L'inspiration: imaginons pour faire simple que vous avez votre sujet, l'histoire, les personnages, tout. Reste plus qu'à écrire tout ça. Bizarre mais ça sonne pas d'emblée comme les belles phrases qui se télescopent dans votre tête quand vous essayez en vain de trouver le sommeil. Dans ces moments là, vous vous surprenez vous-même. Mais dans le noir, sans carnet ni ordi à portée de main, avec votre moitié qui ronronne à côté et que vous ne voulez pas déranger (même si tout le monde sait que vivre avec un artiste demande une bonne dose de compassion, on le vaut bien!), vous finissez par vous endormir, persuadé que demain dès l'aube, à l'heure où blanchi la campagne… mon cul! Demain, tout aura disparu et vous vous retrouverez en tête à tête avec le curseur qui clignote sur votre page word toute blanche.

^^^^

Exercice
Dans le texte sur l'inspiration, pourquoi les belles phrases qui viennent au moment de s'endormir ne sont-elles pas notées sur-le-champ ? Expliquez-le en une à trois phrases.

^^^^

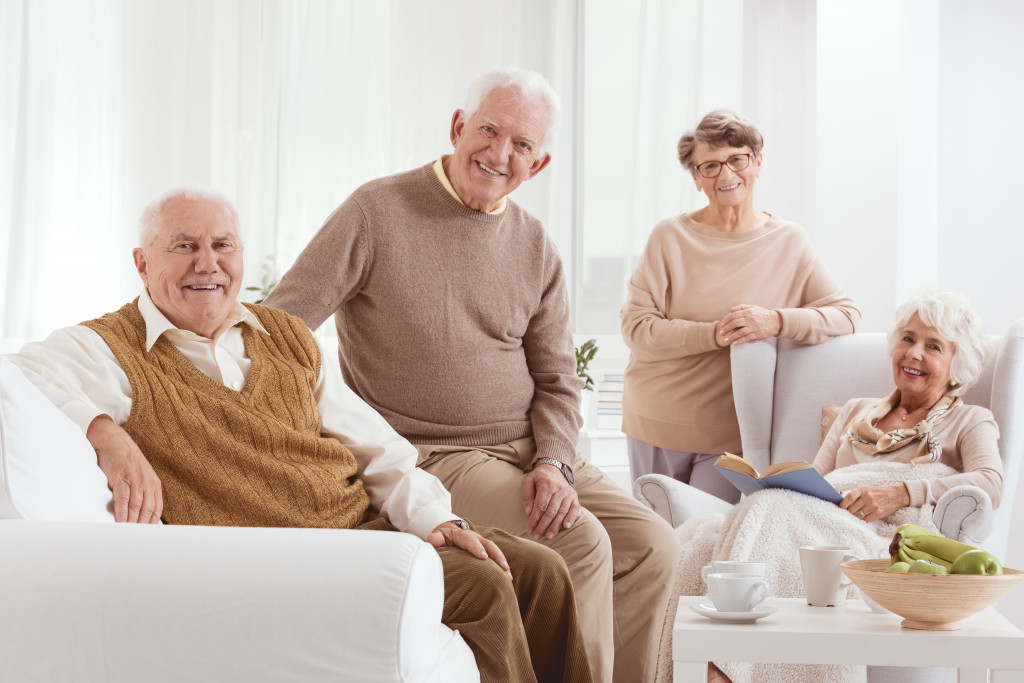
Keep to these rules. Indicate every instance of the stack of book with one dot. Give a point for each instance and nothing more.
(609, 401)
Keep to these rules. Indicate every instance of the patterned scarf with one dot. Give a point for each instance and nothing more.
(865, 437)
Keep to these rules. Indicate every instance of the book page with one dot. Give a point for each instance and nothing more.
(736, 464)
(791, 466)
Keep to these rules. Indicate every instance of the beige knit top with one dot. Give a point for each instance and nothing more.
(253, 458)
(453, 324)
(969, 438)
(678, 389)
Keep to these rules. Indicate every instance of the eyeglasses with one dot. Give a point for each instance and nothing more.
(712, 169)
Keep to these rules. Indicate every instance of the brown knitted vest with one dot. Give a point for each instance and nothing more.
(225, 458)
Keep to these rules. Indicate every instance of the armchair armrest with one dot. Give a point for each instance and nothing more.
(675, 501)
(127, 602)
(965, 514)
(754, 370)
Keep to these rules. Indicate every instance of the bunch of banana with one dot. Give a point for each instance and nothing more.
(912, 543)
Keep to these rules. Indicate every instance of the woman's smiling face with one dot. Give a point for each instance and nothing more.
(921, 363)
(729, 187)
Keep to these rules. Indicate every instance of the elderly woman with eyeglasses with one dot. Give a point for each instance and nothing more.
(727, 273)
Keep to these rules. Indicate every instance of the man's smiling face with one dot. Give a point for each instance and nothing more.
(192, 266)
(497, 148)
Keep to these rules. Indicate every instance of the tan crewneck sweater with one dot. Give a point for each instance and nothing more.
(678, 389)
(250, 458)
(452, 324)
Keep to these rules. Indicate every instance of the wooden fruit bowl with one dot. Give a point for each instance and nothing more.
(928, 601)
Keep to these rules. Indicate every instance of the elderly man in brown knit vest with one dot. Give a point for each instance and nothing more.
(204, 411)
(453, 322)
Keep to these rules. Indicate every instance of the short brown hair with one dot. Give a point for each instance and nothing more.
(719, 128)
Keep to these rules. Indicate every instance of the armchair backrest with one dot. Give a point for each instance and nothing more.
(780, 387)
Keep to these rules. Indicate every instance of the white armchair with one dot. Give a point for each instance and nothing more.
(83, 599)
(780, 387)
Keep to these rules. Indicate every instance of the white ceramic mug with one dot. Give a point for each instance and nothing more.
(732, 592)
(733, 566)
(824, 583)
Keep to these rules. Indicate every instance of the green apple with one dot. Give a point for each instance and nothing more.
(924, 566)
(976, 561)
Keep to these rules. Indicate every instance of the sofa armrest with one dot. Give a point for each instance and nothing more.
(675, 501)
(126, 602)
(965, 513)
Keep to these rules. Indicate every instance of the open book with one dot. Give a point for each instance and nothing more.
(796, 475)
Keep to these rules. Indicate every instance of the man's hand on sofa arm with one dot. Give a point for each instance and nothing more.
(451, 535)
(137, 493)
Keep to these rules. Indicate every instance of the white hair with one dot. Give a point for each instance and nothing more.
(150, 221)
(531, 86)
(956, 321)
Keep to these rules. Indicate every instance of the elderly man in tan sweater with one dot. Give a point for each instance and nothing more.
(204, 411)
(453, 322)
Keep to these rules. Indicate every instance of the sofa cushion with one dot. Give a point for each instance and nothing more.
(47, 467)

^^^^

Réponse
Elles viennent dans le noir, sans carnet ni ordinateur à portée de main. De plus, on ne veut pas déranger sa moitié qui ronronne à côté, et l'on finit par s'endormir.